--- RECORDED INFORMATION ---

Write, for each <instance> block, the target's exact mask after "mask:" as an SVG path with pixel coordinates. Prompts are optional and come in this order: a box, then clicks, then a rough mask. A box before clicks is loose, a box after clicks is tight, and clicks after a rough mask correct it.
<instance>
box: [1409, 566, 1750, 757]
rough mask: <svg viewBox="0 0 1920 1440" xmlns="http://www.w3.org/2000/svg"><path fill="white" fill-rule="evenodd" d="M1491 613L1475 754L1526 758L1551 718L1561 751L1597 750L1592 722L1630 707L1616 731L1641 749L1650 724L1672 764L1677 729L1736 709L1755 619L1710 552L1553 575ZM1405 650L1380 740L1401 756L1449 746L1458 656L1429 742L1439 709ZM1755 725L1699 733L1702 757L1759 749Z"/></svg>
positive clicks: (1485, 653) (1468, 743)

---

* JOB: Could you transcribe the records word for word, from their first line through the line containing "box: [1409, 566, 1750, 757]", with both ends included?

* TASK SOLUTION:
Write, for each <instance> block, the target's exact mask after "mask:" as an SVG path with pixel coordinates. Prompts are optional and come in this order: a box, then clicks, then a rough mask. A box before clicks is loose, a box after clicks is tight, and clicks after a rough mask correct it.
<instance>
box: [1409, 566, 1750, 757]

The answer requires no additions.